• Extracted records
*** Block opens ***

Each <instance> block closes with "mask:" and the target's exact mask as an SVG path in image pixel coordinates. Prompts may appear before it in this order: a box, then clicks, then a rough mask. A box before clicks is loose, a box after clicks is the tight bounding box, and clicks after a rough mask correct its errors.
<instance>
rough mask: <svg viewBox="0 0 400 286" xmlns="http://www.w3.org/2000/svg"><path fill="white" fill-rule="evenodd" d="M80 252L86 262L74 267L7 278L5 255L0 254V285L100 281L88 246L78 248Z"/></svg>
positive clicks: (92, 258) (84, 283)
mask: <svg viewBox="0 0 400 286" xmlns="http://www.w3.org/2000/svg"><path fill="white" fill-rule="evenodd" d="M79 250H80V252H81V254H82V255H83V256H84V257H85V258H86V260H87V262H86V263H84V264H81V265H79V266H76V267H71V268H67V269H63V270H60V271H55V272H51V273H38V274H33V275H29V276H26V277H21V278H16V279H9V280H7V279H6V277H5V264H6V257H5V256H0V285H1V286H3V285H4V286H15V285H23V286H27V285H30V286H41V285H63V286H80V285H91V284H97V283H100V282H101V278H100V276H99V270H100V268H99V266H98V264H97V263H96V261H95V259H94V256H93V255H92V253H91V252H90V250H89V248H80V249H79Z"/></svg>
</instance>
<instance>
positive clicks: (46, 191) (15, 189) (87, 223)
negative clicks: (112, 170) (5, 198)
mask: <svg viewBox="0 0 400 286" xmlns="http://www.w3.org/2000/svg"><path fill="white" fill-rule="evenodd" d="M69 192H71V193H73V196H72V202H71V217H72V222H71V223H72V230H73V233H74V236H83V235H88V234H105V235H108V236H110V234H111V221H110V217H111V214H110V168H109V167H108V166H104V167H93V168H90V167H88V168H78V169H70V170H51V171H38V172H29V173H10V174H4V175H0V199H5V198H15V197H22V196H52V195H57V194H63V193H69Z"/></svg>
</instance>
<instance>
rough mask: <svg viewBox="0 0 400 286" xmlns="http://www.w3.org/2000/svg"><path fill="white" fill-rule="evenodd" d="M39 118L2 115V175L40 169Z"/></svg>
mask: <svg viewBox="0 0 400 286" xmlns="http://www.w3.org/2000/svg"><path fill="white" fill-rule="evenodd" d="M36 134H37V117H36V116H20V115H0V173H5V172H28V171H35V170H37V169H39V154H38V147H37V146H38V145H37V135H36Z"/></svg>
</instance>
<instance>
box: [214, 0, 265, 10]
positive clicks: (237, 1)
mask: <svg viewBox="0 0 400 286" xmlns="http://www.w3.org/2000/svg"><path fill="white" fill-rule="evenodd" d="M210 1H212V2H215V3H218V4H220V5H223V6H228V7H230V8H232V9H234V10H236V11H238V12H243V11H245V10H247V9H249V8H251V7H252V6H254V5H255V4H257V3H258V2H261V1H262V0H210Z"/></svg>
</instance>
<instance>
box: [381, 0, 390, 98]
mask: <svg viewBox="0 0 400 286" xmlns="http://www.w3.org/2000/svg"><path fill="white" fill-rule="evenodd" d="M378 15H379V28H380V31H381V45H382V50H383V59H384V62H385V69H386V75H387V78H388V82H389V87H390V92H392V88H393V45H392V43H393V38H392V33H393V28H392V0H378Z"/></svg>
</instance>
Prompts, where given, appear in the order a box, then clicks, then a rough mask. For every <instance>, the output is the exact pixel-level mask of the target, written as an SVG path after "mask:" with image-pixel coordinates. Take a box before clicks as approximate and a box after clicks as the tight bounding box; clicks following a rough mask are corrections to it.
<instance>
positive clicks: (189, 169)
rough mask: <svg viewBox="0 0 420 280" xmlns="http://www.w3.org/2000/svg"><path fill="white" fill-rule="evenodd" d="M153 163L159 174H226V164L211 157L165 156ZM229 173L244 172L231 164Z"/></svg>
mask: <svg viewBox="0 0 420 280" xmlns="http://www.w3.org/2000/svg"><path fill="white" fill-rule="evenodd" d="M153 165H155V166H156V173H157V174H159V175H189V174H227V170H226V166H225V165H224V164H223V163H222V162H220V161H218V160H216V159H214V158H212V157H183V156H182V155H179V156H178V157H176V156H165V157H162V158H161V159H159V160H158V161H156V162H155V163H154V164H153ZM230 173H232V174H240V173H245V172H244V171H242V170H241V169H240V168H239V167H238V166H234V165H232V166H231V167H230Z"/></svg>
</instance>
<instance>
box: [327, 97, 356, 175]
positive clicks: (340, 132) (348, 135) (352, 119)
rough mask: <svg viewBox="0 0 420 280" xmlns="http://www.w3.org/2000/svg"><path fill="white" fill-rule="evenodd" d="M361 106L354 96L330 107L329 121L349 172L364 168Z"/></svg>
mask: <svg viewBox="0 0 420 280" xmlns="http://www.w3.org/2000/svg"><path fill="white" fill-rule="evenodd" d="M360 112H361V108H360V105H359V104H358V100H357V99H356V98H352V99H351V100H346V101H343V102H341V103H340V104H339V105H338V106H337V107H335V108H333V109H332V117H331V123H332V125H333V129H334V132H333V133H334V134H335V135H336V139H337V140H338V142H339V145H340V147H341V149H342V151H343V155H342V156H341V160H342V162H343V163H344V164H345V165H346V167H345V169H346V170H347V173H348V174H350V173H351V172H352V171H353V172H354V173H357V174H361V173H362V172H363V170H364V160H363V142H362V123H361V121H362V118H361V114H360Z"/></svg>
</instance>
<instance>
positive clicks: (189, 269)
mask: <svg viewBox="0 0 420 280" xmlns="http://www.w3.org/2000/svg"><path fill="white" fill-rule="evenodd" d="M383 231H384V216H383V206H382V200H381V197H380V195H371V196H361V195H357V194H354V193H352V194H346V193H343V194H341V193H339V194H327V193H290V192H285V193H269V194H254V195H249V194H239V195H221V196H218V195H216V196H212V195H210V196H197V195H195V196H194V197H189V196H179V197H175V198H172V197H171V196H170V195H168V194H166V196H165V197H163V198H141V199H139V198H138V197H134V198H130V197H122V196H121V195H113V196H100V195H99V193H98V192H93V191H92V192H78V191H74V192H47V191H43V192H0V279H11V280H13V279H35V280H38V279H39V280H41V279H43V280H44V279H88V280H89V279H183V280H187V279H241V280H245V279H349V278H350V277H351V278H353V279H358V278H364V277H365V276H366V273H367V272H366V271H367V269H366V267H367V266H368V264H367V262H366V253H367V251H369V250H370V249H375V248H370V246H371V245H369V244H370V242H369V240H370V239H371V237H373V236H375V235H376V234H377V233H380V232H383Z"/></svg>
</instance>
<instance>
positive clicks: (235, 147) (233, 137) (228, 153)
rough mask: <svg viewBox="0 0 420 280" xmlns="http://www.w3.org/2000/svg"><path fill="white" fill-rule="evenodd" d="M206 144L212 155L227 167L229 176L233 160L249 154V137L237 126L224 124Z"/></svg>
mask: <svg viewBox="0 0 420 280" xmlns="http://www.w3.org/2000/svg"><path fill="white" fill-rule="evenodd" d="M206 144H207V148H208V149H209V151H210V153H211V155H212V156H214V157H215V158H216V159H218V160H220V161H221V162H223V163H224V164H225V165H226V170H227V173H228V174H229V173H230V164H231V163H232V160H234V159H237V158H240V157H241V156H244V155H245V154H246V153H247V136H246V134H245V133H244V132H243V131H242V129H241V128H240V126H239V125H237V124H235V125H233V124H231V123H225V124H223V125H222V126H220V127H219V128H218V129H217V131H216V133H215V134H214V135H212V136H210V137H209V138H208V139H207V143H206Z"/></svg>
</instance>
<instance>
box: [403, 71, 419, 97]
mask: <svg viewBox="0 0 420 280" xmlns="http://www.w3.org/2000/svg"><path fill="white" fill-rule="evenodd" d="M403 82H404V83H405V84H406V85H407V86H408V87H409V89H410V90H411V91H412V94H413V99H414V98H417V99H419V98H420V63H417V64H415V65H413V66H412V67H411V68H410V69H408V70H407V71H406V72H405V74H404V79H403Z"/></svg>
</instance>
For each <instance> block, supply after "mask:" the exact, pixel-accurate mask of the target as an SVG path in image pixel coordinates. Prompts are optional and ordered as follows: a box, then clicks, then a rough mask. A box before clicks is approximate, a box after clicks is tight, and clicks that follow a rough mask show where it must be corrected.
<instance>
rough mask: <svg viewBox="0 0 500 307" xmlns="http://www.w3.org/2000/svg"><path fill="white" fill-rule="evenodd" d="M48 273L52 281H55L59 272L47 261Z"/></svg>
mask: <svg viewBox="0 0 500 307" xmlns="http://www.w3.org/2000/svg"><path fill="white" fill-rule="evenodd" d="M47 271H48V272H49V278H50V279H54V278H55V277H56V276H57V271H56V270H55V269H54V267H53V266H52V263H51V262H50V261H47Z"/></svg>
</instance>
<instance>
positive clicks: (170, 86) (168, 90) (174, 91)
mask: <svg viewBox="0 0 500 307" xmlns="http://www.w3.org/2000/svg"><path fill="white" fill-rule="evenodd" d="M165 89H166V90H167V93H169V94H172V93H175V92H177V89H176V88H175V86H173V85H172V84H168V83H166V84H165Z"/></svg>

*** Block closes ***

• Job
Repeat the entries above verbatim, beginning at the start of the entries and continuing through the line containing "positive clicks: (92, 258) (84, 283)", with both ends included.

• Exercise answer
Each <instance> block closes with "mask:" and the target's exact mask as an SVG path in image pixel coordinates. Prompts may appear before it in this order: a box, then clicks, then a rough mask. A box before clicks is loose, a box after clicks is the tight bounding box, and clicks after a rough mask correct its errors.
<instance>
rough mask: <svg viewBox="0 0 400 286" xmlns="http://www.w3.org/2000/svg"><path fill="white" fill-rule="evenodd" d="M80 252L86 262L74 267L7 278L5 255L0 254V285L100 281L88 246L78 248Z"/></svg>
positive clicks: (92, 258) (84, 283)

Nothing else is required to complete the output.